必做任务 1
输出这段讲并查集解题思路的摘录中从“由于关系是按照顺序执行的,所以现在询问原来的n个数可能的位置。”到“DFS(int nx,int p)”的部分，首尾都包括在内，一字不改。

所给摘录
*-*-*
由于关系是按照顺序执行的,所以现在询问原来的n个数可能的位置。
三、思路
比赛的时候想到了类似拓扑的思路,试图沿着入度为1的点一直到达树的叶子,但是发现块与块之间的顺序无法处理,一直WA。
后来看到大佬的思路,用并查集维护块,然后用pre[ ]和nex[ ] 数组维护这个块后面的和前面的,然后再从入度为1的点向下就行了。
四、代码
#include <bits/stdc++.h>
using namespace std;
typedef long long LL;
const int inf=0x3f3f3f3f;
int n;
int f[150005],nex[150005],pre[150005],ind[150005];
int find(int x){return f[x]==x?x:f[x]=find(f[x]);}
vector<int>e[150005];
void DFS(int nx,int p)
{
printf("%d ",nx);
for(int i=0;i<e[nx].size();i++)
{
int to =e[nx][i];
if(to!=p)DFS(to,nx);
}
}
int main()
{
scanf("%d",&n);
for(int i=1;i<=n;i++)pre[i]=f[i]=i,nex[i]=i,ind[i]=0;
for(int i=1;i<=n-1;i++)
{
int x,y;
scanf("%d %d",&x,&y);
int fx=find(x),fy=find(y);
int r=nex[fx],l=pre[fy];
e[r].push_back(l);e[l].push_back(r);
ind[l]++;ind[r]++;
nex[fx]=nex[fy];pre[fy]=pre[fx];
f[fy]=fx;
}
for(int i=1;i<=n;i++)
{
if(ind[i]==1)
{
DFS(i,-1);break;
}
}
return 0;
}
*-*-*
给定记录

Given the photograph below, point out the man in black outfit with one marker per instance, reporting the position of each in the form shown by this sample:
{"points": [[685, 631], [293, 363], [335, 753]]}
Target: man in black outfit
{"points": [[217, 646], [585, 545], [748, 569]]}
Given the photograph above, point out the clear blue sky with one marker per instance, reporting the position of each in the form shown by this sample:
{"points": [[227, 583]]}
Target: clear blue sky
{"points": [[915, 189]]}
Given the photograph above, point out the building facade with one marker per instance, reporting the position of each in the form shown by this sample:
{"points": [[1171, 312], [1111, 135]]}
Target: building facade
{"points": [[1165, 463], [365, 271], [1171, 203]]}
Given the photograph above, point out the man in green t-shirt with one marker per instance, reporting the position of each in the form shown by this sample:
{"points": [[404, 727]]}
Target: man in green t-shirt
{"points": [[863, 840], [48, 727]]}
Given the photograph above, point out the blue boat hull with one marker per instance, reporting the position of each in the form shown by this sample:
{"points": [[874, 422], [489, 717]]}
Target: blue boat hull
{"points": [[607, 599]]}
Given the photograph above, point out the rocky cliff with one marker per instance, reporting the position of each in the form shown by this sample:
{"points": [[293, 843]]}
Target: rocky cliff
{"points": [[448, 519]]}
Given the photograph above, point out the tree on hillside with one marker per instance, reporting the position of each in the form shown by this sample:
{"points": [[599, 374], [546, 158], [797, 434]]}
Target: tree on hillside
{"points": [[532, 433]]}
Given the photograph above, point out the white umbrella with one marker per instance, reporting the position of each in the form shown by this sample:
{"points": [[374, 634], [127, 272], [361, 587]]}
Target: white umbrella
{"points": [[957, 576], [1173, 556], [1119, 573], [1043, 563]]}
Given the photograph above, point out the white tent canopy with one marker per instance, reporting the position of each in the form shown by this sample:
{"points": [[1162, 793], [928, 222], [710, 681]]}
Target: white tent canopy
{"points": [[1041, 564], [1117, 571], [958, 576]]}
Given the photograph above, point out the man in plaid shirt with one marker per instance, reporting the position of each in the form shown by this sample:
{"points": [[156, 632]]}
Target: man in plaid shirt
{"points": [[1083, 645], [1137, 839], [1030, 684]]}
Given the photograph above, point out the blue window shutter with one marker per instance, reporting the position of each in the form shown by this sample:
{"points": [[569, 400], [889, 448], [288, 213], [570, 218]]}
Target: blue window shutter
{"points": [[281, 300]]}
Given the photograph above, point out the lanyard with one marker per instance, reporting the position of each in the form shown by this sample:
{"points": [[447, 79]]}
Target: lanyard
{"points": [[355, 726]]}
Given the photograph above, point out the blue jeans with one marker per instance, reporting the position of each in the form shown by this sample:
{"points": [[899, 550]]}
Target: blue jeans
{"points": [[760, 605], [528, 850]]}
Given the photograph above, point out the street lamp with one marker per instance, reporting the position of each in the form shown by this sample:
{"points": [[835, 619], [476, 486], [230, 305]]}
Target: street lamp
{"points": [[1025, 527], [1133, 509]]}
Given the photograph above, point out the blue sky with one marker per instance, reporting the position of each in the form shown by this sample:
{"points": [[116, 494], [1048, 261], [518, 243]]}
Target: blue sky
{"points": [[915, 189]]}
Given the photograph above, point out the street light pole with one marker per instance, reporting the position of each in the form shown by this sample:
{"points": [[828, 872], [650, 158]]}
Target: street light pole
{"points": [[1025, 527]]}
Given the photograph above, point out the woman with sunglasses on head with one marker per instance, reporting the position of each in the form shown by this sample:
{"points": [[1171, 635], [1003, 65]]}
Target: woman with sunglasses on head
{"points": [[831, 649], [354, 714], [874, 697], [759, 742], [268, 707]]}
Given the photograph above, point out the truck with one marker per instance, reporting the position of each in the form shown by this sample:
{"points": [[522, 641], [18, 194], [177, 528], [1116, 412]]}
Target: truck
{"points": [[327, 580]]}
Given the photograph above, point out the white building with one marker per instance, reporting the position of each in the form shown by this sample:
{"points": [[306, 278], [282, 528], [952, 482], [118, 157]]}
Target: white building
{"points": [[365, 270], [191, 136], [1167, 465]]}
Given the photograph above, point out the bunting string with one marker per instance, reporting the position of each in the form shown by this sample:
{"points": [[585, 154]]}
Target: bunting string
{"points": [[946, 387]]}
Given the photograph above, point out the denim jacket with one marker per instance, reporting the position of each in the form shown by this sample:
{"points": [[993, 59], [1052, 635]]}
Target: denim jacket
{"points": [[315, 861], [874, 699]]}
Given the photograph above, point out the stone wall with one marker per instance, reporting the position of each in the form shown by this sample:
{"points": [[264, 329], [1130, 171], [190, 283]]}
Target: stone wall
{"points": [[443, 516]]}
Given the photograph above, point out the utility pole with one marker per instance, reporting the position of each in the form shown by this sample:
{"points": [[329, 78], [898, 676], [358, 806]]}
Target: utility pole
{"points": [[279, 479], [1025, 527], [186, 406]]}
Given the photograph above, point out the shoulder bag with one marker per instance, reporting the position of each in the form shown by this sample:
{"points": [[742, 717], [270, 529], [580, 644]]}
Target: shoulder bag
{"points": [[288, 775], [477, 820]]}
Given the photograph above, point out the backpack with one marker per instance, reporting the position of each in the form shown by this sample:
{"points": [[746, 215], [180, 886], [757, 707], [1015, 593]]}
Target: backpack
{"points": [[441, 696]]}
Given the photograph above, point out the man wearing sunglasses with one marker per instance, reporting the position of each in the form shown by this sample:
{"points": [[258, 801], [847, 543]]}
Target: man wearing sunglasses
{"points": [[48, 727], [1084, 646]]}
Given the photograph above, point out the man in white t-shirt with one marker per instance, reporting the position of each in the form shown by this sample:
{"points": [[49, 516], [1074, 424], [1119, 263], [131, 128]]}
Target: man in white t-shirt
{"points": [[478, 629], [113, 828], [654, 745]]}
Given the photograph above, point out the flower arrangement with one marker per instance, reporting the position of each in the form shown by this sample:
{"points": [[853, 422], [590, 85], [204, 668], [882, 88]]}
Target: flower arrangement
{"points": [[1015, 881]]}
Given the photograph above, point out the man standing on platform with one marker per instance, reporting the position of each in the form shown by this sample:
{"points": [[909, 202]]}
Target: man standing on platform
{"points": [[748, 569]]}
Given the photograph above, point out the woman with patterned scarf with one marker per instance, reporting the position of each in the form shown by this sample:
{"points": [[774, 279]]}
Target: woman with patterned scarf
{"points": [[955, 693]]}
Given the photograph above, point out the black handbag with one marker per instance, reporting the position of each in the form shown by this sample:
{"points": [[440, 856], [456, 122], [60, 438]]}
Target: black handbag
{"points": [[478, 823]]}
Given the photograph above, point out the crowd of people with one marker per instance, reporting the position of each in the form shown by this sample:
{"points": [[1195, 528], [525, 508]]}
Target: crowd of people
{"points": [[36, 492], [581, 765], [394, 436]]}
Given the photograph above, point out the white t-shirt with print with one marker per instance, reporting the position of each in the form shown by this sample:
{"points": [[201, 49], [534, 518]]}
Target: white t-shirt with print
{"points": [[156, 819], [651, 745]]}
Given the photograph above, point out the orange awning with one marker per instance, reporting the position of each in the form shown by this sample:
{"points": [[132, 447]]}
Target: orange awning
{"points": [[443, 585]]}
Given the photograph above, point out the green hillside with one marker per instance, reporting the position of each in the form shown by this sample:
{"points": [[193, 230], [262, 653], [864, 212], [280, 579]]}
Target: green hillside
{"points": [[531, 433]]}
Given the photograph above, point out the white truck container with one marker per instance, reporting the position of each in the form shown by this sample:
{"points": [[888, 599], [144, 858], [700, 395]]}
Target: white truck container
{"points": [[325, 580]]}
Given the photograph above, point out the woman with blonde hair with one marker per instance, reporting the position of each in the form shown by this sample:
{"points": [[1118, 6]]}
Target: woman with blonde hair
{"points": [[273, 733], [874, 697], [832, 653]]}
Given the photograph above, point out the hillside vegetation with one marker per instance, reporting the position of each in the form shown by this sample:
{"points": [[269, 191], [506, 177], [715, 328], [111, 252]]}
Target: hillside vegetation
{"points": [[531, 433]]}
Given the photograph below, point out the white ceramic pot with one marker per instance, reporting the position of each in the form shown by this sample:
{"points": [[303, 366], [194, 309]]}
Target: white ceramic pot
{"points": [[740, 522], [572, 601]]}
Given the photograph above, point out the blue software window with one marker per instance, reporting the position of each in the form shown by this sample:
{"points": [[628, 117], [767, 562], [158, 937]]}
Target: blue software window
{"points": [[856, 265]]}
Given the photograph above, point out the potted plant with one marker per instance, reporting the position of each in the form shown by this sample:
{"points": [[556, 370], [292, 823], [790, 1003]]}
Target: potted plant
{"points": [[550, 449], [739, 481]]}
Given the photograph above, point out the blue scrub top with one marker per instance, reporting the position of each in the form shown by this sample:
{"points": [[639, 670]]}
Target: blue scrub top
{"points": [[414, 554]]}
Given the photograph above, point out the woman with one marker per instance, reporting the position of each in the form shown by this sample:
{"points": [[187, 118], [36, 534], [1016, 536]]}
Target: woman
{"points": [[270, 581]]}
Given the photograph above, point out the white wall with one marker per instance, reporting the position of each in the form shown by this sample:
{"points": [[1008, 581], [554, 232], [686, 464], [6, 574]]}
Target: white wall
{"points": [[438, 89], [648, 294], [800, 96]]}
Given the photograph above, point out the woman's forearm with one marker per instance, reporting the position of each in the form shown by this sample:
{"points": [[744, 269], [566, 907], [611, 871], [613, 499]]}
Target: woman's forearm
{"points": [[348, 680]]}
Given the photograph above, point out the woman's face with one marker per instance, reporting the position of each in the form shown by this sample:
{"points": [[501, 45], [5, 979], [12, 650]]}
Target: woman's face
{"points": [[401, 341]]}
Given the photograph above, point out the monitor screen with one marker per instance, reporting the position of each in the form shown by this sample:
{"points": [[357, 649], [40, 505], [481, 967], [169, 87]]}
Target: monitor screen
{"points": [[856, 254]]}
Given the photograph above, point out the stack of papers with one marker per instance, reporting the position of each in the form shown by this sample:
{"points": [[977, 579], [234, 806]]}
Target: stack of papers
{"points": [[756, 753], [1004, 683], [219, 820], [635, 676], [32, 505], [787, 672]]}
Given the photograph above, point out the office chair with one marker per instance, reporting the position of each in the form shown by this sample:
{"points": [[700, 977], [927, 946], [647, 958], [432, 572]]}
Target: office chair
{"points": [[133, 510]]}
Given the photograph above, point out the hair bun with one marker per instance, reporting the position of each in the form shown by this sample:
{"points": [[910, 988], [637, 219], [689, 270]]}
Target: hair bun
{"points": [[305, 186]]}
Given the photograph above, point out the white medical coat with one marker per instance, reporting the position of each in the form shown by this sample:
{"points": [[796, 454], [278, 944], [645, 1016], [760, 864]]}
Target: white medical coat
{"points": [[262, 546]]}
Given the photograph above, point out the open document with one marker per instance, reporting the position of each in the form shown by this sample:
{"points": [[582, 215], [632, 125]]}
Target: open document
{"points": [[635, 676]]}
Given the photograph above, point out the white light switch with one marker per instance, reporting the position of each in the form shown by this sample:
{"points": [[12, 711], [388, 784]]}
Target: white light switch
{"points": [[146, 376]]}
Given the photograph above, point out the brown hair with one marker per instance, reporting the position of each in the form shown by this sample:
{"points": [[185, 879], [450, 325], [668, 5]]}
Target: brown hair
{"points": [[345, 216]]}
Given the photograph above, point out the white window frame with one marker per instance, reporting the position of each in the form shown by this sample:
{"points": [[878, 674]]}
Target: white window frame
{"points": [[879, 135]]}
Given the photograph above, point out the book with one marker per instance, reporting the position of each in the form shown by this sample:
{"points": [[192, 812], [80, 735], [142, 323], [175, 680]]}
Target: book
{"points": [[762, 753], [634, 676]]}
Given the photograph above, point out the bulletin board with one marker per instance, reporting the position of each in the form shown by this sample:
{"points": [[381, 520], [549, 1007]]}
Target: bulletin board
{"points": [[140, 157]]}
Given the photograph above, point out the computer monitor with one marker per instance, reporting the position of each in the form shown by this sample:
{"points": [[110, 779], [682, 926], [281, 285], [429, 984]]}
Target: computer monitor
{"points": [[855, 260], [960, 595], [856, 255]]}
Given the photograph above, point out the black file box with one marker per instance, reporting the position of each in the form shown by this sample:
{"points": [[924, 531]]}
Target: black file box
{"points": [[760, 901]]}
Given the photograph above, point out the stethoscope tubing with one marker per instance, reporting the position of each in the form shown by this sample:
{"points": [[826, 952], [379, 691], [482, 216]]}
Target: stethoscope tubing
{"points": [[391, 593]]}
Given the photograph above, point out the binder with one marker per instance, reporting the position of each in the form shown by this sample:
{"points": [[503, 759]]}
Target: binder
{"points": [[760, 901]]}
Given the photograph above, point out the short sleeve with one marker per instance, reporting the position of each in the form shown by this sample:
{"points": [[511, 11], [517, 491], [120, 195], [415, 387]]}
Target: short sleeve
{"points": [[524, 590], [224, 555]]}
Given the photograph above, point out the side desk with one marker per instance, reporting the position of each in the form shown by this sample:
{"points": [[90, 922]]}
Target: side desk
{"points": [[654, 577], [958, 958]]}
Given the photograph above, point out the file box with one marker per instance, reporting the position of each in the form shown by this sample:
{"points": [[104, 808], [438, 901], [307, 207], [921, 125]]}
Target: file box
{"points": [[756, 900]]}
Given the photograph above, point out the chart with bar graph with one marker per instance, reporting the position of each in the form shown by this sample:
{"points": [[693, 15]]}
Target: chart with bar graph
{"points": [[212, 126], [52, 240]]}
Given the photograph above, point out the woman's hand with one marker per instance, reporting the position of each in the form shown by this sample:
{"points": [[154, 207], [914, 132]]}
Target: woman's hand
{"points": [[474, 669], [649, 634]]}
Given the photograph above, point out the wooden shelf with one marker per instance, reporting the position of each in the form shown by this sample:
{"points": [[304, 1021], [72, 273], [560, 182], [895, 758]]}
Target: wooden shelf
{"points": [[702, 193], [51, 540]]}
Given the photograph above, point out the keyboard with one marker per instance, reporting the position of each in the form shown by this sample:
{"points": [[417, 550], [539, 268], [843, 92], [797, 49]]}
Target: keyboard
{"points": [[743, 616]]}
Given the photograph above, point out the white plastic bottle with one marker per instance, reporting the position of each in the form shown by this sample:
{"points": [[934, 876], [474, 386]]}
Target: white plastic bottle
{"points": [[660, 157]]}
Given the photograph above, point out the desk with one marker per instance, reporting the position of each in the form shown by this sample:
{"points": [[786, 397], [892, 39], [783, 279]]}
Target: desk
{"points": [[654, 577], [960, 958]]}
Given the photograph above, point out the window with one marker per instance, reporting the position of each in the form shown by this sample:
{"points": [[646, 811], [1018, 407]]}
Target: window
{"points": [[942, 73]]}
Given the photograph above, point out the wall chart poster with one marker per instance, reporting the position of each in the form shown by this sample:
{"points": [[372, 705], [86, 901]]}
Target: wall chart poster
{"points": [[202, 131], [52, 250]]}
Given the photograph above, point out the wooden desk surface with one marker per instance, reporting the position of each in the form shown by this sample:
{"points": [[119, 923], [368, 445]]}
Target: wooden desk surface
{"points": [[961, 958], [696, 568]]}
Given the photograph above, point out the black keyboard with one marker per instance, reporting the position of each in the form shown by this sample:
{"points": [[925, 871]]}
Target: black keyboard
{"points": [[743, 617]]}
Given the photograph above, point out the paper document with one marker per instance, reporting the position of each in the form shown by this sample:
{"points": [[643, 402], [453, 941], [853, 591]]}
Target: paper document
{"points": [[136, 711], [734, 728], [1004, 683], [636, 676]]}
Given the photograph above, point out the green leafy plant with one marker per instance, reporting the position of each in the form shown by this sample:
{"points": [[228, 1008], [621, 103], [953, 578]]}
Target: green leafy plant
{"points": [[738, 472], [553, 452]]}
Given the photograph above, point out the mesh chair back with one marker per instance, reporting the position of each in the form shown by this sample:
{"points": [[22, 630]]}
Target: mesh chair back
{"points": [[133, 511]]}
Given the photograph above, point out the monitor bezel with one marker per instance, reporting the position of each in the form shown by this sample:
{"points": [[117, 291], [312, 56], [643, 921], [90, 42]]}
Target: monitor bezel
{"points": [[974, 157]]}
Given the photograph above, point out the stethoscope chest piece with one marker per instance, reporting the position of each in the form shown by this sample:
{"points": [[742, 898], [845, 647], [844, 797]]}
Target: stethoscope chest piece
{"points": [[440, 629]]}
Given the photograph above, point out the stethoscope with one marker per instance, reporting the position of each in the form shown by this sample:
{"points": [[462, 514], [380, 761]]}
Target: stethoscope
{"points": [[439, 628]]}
*-*-*
必做任务 2
把记录中从含有“Given the photograph above, point out the stethoscope with”的那一行起到记录末尾的各行重写一遍，要求行也照样保留，并把答案里的每个坐标数值都加上82。

完整回答 1
由于关系是按照顺序执行的,所以现在询问原来的n个数可能的位置。
三、思路
比赛的时候想到了类似拓扑的思路,试图沿着入度为1的点一直到达树的叶子,但是发现块与块之间的顺序无法处理,一直WA。
后来看到大佬的思路,用并查集维护块,然后用pre[ ]和nex[ ] 数组维护这个块后面的和前面的,然后再从入度为1的点向下就行了。
四、代码
#include <bits/stdc++.h>
using namespace std;
typedef long long LL;
const int inf=0x3f3f3f3f;
int n;
int f[150005],nex[150005],pre[150005],ind[150005];
int find(int x){return f[x]==x?x:f[x]=find(f[x]);}
vector<int>e[150005];
void DFS(int nx,int p)

完整回答 2
Given the photograph above, point out the stethoscope with one marker per instance, reporting the position of each in the form shown by this sample:
{"points": [[462, 514], [380, 761]]}
Target: stethoscope
{"points": [[521, 710]]}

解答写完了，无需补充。